▸ TASK STATEMENT:
Using the string "uniform" as the key, pull each matching line out of the records below.

─── SUPPLIED DATA

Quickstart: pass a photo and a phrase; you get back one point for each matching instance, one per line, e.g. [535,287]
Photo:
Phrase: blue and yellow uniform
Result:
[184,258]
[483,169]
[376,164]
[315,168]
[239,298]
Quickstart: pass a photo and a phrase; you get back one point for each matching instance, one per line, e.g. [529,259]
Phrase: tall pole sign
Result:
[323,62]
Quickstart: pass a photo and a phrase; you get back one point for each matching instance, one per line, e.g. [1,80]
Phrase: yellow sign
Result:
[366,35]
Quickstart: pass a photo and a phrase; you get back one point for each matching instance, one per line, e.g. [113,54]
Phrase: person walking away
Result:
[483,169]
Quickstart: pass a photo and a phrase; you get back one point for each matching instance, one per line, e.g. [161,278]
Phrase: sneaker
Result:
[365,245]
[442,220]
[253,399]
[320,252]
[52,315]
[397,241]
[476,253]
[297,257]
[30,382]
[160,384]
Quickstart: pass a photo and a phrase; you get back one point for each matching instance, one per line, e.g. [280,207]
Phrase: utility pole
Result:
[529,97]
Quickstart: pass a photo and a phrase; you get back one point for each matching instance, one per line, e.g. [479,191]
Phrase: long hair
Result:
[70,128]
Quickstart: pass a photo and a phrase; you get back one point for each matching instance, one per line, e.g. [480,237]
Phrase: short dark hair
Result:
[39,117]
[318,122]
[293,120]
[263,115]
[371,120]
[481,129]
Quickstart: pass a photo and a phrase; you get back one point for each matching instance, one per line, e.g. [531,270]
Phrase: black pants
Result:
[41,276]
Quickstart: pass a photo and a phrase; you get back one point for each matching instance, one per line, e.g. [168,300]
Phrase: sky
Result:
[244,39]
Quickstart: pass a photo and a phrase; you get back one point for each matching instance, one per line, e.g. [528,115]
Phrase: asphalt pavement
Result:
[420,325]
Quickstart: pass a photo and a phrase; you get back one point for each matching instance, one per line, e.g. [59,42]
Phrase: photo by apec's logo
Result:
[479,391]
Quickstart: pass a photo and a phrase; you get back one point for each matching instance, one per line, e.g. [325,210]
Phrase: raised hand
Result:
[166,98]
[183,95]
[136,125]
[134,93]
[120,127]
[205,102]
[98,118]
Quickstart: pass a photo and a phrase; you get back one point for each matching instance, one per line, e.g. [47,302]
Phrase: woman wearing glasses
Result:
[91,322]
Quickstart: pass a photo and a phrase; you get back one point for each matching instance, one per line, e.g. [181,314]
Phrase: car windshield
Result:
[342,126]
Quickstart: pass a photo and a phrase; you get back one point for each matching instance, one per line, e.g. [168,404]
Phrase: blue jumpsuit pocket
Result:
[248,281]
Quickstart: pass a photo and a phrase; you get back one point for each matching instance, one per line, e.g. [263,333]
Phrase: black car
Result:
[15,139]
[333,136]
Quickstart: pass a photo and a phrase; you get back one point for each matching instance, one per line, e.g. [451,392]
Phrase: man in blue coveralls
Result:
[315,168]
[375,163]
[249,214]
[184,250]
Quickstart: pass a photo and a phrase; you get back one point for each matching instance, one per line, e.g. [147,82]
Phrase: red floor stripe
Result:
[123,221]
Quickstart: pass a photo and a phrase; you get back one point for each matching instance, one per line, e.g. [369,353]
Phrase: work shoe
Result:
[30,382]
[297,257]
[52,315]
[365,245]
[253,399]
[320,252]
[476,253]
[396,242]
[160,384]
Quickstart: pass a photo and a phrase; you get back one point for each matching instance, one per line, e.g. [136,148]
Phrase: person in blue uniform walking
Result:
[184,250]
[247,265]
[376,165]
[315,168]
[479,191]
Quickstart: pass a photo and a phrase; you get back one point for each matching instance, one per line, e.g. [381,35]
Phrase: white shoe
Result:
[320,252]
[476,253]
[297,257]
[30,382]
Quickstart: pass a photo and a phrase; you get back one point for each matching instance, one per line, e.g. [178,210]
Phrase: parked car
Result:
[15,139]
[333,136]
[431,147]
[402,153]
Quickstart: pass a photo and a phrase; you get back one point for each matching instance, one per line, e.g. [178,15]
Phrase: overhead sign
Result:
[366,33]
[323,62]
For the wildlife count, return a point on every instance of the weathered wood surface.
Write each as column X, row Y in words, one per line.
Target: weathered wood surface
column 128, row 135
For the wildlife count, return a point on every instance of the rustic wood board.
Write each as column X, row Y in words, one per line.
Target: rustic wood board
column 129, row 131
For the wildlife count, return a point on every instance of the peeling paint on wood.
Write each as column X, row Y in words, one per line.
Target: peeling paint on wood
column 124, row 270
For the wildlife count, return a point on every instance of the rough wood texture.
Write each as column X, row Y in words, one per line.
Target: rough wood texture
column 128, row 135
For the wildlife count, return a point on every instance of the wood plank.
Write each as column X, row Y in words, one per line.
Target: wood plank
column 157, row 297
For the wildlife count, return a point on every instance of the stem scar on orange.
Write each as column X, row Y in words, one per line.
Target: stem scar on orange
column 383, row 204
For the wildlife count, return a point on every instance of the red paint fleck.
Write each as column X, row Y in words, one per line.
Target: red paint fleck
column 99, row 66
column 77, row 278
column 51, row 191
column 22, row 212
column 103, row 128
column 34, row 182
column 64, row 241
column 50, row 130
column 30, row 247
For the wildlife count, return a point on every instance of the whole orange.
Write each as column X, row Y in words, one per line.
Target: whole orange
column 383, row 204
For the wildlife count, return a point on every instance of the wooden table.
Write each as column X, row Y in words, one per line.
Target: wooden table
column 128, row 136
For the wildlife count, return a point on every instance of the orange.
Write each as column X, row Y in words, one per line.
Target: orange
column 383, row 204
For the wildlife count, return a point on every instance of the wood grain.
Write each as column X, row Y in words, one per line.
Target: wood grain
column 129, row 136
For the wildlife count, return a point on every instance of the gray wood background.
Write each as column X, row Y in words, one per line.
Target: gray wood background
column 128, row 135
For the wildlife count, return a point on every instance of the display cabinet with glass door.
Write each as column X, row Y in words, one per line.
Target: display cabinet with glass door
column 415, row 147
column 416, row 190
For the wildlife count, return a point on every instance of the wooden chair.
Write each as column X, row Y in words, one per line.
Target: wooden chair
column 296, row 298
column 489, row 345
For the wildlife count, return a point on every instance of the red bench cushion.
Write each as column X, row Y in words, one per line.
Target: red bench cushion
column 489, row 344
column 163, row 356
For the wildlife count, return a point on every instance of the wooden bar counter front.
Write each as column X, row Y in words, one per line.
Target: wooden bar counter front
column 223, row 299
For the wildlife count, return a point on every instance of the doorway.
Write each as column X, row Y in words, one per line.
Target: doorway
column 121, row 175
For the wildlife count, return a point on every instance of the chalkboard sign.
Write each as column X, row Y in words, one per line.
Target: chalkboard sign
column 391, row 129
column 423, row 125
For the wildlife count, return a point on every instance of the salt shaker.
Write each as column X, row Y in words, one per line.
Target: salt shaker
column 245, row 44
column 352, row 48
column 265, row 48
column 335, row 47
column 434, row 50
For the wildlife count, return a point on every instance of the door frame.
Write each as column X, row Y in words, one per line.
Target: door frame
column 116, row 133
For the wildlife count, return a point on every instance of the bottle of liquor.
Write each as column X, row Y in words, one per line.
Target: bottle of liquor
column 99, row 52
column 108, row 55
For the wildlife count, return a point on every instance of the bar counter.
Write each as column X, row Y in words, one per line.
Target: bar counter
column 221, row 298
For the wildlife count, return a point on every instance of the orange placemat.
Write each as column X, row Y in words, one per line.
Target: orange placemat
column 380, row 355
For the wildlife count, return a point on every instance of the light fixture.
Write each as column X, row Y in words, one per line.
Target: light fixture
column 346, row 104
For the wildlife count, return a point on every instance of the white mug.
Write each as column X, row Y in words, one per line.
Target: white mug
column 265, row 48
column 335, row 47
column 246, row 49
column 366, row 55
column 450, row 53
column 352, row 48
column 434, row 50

──────

▸ SOLUTION FOR THIS PROBLEM:
Phrase: blue and yellow uniform
Phrase: person in blue uniform walking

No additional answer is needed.